— Directions for this task —
Print every line exactly as it appears in the material below.

— Data supplied —
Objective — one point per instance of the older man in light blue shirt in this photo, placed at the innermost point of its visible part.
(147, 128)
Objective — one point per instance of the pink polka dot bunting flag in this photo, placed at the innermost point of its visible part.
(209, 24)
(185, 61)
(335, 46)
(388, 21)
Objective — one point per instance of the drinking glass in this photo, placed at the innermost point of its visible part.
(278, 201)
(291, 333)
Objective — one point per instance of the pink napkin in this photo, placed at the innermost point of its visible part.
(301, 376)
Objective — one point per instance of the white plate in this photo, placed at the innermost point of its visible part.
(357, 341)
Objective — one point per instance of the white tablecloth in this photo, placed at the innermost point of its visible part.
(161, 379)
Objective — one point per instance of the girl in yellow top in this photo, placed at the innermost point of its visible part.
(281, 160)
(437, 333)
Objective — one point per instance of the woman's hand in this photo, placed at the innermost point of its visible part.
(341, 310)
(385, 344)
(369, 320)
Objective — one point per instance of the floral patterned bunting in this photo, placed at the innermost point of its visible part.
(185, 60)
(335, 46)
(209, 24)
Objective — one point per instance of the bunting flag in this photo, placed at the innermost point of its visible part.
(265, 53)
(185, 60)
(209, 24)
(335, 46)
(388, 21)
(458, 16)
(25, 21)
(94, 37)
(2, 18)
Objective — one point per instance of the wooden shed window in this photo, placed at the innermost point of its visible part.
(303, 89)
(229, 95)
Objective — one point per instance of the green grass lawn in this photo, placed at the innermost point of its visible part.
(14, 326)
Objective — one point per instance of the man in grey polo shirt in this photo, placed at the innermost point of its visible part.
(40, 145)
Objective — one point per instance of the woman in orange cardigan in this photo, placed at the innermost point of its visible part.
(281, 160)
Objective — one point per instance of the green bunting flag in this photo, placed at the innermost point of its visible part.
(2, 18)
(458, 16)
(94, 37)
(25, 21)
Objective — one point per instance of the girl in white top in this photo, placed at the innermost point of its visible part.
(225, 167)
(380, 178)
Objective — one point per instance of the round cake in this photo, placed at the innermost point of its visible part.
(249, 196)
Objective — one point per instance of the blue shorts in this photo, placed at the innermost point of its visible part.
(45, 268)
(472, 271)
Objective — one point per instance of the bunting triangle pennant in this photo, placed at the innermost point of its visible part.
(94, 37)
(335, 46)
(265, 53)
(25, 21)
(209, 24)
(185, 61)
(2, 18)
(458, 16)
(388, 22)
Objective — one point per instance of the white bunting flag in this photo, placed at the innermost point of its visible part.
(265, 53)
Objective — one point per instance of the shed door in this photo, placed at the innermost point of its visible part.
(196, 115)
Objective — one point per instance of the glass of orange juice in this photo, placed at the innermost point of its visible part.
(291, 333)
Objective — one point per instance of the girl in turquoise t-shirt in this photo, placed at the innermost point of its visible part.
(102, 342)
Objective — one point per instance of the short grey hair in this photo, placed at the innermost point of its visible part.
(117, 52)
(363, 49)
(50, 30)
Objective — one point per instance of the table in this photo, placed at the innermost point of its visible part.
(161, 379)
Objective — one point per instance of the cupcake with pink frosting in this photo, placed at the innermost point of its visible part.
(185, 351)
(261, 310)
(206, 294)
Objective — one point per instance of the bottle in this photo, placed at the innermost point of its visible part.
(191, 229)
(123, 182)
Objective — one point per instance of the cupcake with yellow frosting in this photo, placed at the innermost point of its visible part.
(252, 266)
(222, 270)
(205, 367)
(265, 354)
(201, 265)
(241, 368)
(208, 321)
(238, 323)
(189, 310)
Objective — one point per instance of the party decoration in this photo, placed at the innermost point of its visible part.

— Task result —
Objective — one point per instance of the older man in light blue shirt in this photo, placed at the innermost point of its visible part.
(147, 128)
Objective — one point per instance of the pink polka dot bunting flag in this photo, placed at the innermost point of its visible part.
(209, 24)
(185, 61)
(335, 46)
(388, 21)
Objective — one point per instance of the drinking glass in this photo, placed at the innermost point of its visible part.
(278, 201)
(291, 333)
Objective — one point per instance of the pink napkin in this photo, placed at the innermost point of its visible part.
(301, 376)
Objective — one point per instance of the white plate in this photo, placed at the innermost point of its visible part.
(357, 341)
Objective — one point per instance of the white tablecloth in this photo, placed at the innermost point of its visible part.
(161, 379)
Objective — one point per instance of the girl in yellow top in this photo, placed at the innermost point of its visible part.
(281, 160)
(437, 333)
Objective — one point per instance of the woman's hand in this photo, placed at the innermost point of its visible part.
(341, 310)
(385, 344)
(369, 320)
Objective — one point per instance of the floral patterned bunting in this photo, placed at the innermost point of its visible part.
(185, 60)
(335, 46)
(209, 24)
Objective — one point per instance of the bunting flag in this photo, placed at the innermost point of its visible part.
(265, 53)
(185, 60)
(209, 24)
(335, 46)
(388, 21)
(458, 16)
(25, 21)
(94, 37)
(2, 18)
Objective — one point per instance of the wooden shed window in this photo, placed at the innermost point of its visible part.
(303, 89)
(229, 95)
Objective — one point per instance of the green grass lawn in this photo, placed at the innermost point of its visible part.
(14, 326)
Objective — one point per instance of the man in grey polo shirt in this photo, placed at the innermost point of its visible part.
(40, 145)
Objective — one point per instance of the woman in orange cardigan in this photo, placed at the innermost point of its visible part.
(281, 160)
Objective — one point per instance of the green bunting flag in this photo, placed at the innermost point of its visible part.
(2, 18)
(458, 16)
(94, 37)
(25, 21)
Objective — one point per instance of the girl in white top in this photo, placed at the innermost point of its visible part.
(225, 167)
(380, 178)
Objective — one point per instance of the round cake in this photo, placed at the innermost point of its visible part.
(249, 196)
Objective — one point per instance of the blue shorts in this photo, placed at the innermost point of its visible part.
(45, 268)
(472, 271)
Objective — one point per instance of the bunting triangle pennant in this photo, placed at the innermost point of its visible part.
(94, 37)
(335, 46)
(265, 53)
(25, 21)
(209, 24)
(185, 61)
(2, 18)
(458, 16)
(388, 22)
Objective — one point per instance of the white bunting flag in this photo, placed at the innermost point of its visible part.
(265, 53)
Objective — one point per instance of the shed door in this photo, placed at the innermost point of its visible part.
(196, 115)
Objective — one point per instance of the glass of orange juice in this photo, placed at the innermost point of its visible part.
(291, 333)
Objective — one point per instance of the girl in turquoise t-shirt in this photo, placed at the innermost point of its visible part.
(102, 342)
Objective — one point per instance of the short grey hair in this photo, placed at the innermost point of its visible part.
(117, 52)
(363, 49)
(50, 30)
Objective — one point per instance of the table in this photo, placed at the innermost point of its visible part.
(161, 379)
Objective — one point per instance of the cupcake with pink frosting in this photo, placed at the innermost point of its visible part.
(185, 351)
(261, 310)
(206, 294)
Objective — one point per instance of the bottle in this photo, placed at the innermost point of its visible part.
(191, 229)
(123, 182)
Objective — one point per instance of the cupcake with yellow frosting in this photo, placed at the innermost point of its visible part.
(252, 266)
(222, 270)
(205, 367)
(265, 354)
(201, 265)
(241, 368)
(208, 321)
(238, 323)
(189, 310)
Objective — one point per instance of the party decoration in this photo, placed at the innermost point of its visible part.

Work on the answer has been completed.